DATA:

━━━━━━━━━━

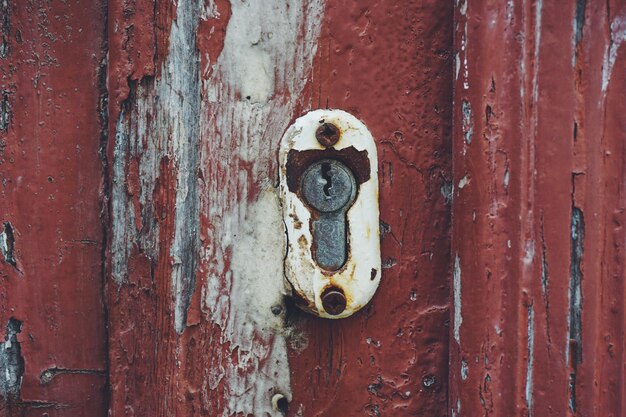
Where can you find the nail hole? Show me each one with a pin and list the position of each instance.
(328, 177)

━━━━━━━━━━

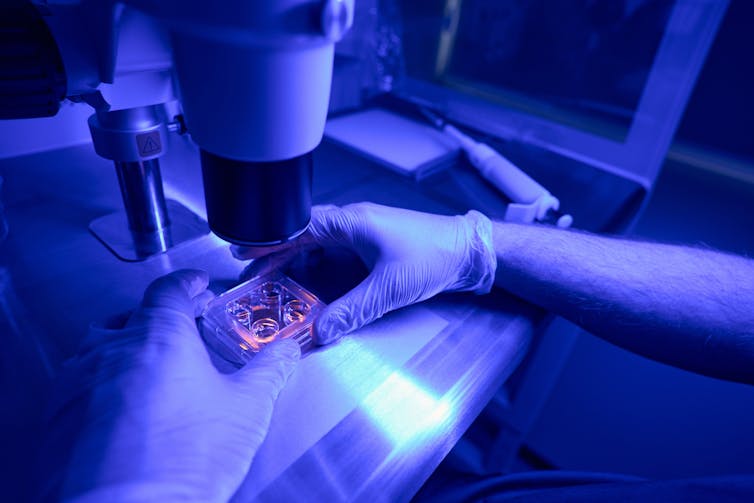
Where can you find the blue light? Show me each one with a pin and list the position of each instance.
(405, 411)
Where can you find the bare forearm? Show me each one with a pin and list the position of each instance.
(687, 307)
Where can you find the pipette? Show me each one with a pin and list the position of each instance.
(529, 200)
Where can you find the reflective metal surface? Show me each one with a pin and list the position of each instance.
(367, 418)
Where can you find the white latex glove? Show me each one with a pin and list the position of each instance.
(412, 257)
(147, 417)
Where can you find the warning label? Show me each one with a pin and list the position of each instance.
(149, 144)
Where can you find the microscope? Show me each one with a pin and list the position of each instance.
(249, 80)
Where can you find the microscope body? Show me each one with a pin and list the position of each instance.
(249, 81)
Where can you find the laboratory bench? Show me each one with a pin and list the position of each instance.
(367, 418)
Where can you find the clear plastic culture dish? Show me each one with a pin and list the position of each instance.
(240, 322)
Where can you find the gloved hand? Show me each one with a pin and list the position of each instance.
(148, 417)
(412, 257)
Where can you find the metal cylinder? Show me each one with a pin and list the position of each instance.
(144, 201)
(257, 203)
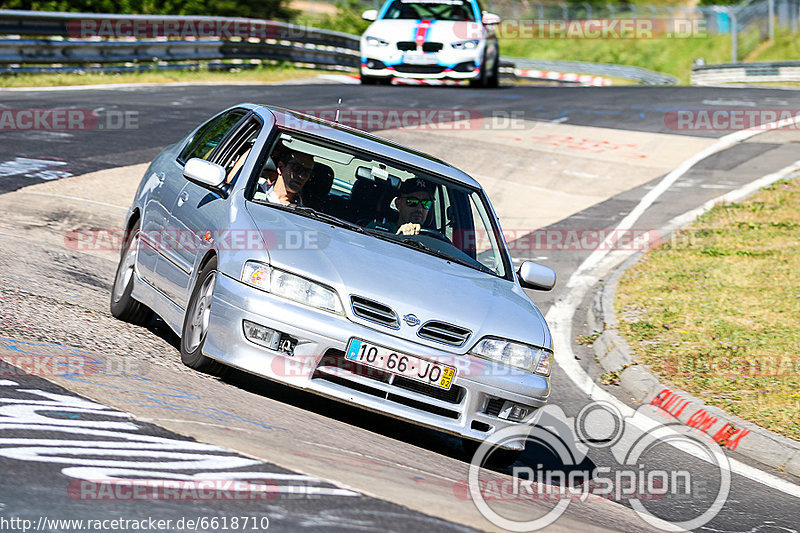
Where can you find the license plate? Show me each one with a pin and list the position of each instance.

━━━━━━━━━━

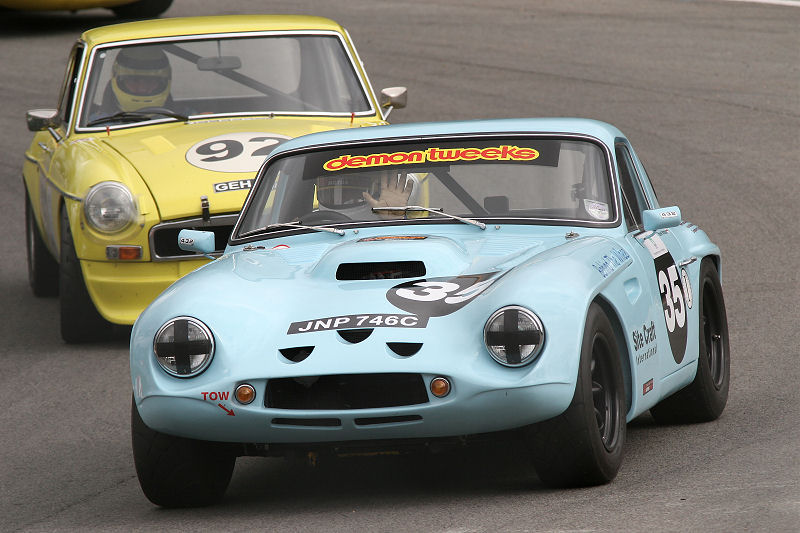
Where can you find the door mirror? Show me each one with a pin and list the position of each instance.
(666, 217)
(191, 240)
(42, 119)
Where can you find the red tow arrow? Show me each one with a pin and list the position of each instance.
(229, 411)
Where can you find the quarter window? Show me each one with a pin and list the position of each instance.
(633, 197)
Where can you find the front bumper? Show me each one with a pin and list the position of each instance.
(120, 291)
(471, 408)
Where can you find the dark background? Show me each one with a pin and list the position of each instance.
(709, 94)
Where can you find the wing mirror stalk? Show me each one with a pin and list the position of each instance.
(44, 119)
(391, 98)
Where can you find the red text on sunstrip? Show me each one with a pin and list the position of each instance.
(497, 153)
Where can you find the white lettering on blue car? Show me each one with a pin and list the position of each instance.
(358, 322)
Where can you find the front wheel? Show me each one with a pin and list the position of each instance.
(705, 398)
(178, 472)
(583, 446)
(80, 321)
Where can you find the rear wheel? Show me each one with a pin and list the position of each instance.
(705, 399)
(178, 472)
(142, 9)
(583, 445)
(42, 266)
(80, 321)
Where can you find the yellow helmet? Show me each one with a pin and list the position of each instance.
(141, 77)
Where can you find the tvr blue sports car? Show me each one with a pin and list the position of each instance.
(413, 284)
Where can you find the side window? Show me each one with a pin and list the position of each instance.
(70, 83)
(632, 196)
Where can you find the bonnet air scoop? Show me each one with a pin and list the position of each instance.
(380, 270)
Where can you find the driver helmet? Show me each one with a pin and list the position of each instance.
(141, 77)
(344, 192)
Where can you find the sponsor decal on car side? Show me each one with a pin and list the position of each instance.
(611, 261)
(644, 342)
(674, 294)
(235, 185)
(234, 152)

━━━━━━━━━━

WHAT IS BEING ASKED: Look above for the line with "Where can you find the microscope body?" and the line with "Where can you find the license". Output those two and everything between them exactly, pictures excluded.

EXERCISE RESULT:
Where can you find the microscope body? Show me each one with a pin and list the position of each instance.
(249, 81)
Where can you find the laboratory bench? Show me each one with a pin and list the position of each instance.
(367, 418)
Where can you find the clear plastic culture dish? Show me each one with a pin and list the position of each instance.
(240, 322)
Where can you find the gloved hand? Show me each one with a pin and list the position of each instance.
(148, 417)
(412, 257)
Where can you find the metal cylinder? Show me each one with a pin and list the position of each instance.
(144, 201)
(257, 203)
Where can you find the license plate? Show me each one with a pin and list the position of each instance.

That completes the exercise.